Dataset lines about object locations:
● ● ● ● ●

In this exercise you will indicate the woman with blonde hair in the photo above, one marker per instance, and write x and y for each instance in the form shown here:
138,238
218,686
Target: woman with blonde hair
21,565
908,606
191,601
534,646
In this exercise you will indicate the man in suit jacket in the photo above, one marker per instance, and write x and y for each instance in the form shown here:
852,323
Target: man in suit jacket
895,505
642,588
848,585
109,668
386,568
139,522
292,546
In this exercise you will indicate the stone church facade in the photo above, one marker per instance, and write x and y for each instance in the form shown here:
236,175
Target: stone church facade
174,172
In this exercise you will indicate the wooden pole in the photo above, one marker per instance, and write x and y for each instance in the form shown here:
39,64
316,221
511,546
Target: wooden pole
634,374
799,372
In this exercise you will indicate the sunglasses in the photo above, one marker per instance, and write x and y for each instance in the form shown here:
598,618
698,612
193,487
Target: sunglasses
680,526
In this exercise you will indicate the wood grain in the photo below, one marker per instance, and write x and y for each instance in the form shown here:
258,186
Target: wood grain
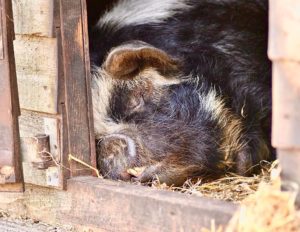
284,30
31,124
33,17
92,204
77,90
10,157
1,37
36,63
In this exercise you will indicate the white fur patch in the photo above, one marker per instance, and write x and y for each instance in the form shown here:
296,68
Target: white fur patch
135,12
130,143
102,86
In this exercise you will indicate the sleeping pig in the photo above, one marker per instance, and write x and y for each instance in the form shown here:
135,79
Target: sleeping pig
182,88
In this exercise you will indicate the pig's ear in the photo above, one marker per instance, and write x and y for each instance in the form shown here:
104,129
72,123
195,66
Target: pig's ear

● ● ● ● ●

# [EXERCISE DIRECTIONS]
Please copy word for word the lines starting with the line that contains "In this exercise you will indicate the pig's" and going on through the end of the lines above.

# [RESULT OF THE EXERCISE]
In this exercise you will indicate the pig's ear in the photo above, one marker per instance, and write x and y for each instance in the form shown here:
104,129
72,123
195,66
Target: pig's ear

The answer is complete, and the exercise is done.